— START OF Given text —
How to identify and grow different alocasia houseplants

With their elegant winged leaves, varied textures, and contrasting coloration, it’s really no wonder that alocasias have been hitting nursery shelves lately. Native to subtropical Asia and Australia, this stunning genus contains some of the most breathtaking houseplants out there. While you may come across a rare or exotic alocasia here or there, they’re relatively popular and easy to find these days. 

If you’ve ever taken care of an alocasia plant, you may know that it’s not necessarily the easiest plant to care for. Keeping an alocasia as a houseplant, you need bright indirect light, ample humidity, and frequent watering. In fact, alocasias have a reputation for dying down fairly quickly — they generally lose a leaf before growing a new one. But with that said, they do have bulbous roots that you can use to regrow them when their leaves have died down. And clearly, their beauty makes them worth the effort.
— END OF Given text —
— START OF Given entries —
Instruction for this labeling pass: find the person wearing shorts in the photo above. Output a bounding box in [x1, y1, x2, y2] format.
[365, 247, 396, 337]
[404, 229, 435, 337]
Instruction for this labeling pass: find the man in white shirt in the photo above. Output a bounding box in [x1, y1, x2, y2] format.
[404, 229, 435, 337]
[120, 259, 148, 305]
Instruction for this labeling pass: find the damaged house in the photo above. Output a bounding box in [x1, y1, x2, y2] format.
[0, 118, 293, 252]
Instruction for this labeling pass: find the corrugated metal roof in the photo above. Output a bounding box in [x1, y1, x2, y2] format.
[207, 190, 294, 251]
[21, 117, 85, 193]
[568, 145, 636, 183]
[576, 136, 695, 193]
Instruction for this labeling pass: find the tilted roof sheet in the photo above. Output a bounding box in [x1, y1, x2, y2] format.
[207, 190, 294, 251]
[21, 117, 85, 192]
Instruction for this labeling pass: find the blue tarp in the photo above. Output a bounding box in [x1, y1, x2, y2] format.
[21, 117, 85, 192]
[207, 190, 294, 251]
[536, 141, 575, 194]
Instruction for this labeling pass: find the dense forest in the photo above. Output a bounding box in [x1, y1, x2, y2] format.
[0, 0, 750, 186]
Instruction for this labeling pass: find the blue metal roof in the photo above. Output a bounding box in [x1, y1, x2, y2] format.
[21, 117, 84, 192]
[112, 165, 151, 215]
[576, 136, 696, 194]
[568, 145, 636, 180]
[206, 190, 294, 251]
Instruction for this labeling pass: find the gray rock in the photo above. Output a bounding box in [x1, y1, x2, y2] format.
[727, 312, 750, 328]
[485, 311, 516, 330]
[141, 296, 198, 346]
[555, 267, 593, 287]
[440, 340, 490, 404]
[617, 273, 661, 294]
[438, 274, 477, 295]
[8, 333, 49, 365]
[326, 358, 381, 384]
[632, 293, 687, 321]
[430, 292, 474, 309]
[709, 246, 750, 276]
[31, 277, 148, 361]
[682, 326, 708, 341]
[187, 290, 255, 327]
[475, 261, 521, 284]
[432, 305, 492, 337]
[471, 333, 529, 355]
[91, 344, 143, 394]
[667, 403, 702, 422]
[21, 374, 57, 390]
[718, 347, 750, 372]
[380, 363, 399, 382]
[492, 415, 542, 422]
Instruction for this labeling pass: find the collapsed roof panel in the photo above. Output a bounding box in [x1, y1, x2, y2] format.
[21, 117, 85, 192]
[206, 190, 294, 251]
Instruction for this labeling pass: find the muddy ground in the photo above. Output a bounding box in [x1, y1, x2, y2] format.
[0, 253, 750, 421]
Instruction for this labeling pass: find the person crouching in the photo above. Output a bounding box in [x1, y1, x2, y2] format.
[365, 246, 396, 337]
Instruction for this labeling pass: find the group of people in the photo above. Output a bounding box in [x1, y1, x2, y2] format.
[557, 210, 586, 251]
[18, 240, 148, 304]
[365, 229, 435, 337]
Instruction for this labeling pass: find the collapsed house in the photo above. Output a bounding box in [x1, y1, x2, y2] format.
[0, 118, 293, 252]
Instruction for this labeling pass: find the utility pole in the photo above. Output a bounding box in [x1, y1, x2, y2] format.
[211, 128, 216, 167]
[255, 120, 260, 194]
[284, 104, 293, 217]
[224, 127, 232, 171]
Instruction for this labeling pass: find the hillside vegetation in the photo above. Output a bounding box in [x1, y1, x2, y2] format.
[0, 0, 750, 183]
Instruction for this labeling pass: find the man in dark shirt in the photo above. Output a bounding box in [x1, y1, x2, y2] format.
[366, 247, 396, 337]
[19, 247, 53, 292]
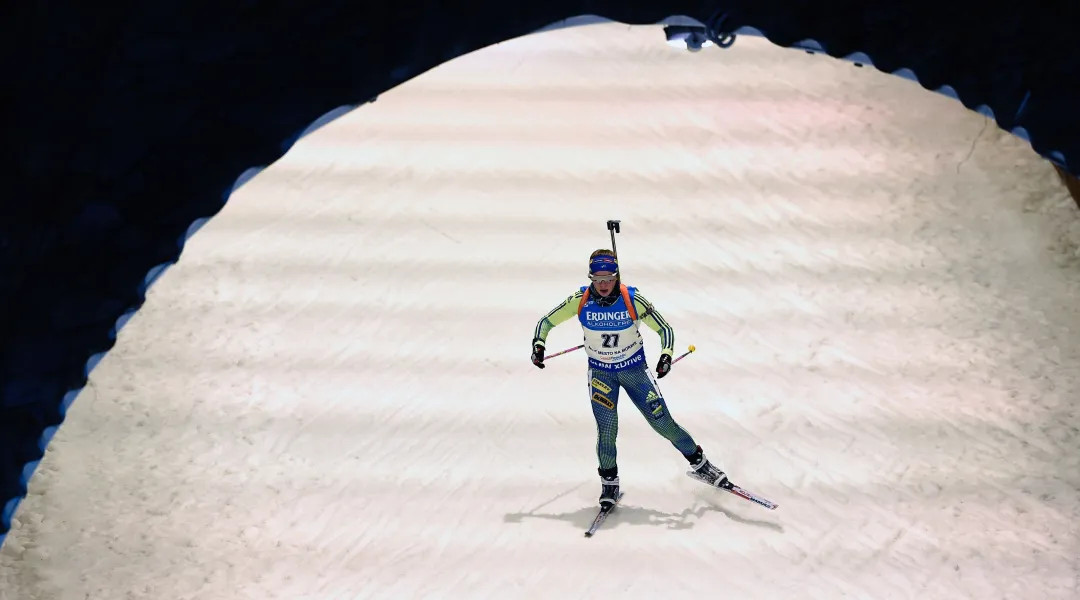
— END OF Given entries —
Written instruction 1.
According to the alocasia text, where are alocasias native to?
Written instruction 2.
Extend the text on growing alocasia houseplants, picking up after its final sentence.

Exercise answer 1.
Subtropical Asia and Australia.

Exercise answer 2.
If you’re brand new to alocasia plant care and want to learn more about them, you’ve come to the right place. Ahead, we’ll explain what you need to know about the most common alocasia plants and break down helpful care tips. 

Alocasia black velvet

Alocasia black velvet (Alocasia reginula)

One of the most striking alocasia plants is the alocasia black velvet, which is also known as the miniature jewel alocasia. It features thick black leaves with light green veins and stalks. As its name suggests, it has velvety leaves that feel soft to the touch.

If you’re looking for a small plant, this variety stays relatively compact, usually growing no bigger than 1.5 feet tall. It does best in a humid environment (about a 50% reading on a hygrometer) with bright indirect light at room temperature. It prefers a loose, well-draining potting mix and can tolerate drought a bit better than many other alocasias — check to see if the top 1 to 2 inches is dry before watering. 

Alocasia grey dragon

Alocasia grey dragon (Alocasia maharani)

The grey dragon really looks like a dragon, flaunting a thick, leathery leaf texture with a metallic sheen over its slate gray hue. But unlike the mighty mythical creature, this compact alocasia seldom reaches above 14 inches when grown indoors.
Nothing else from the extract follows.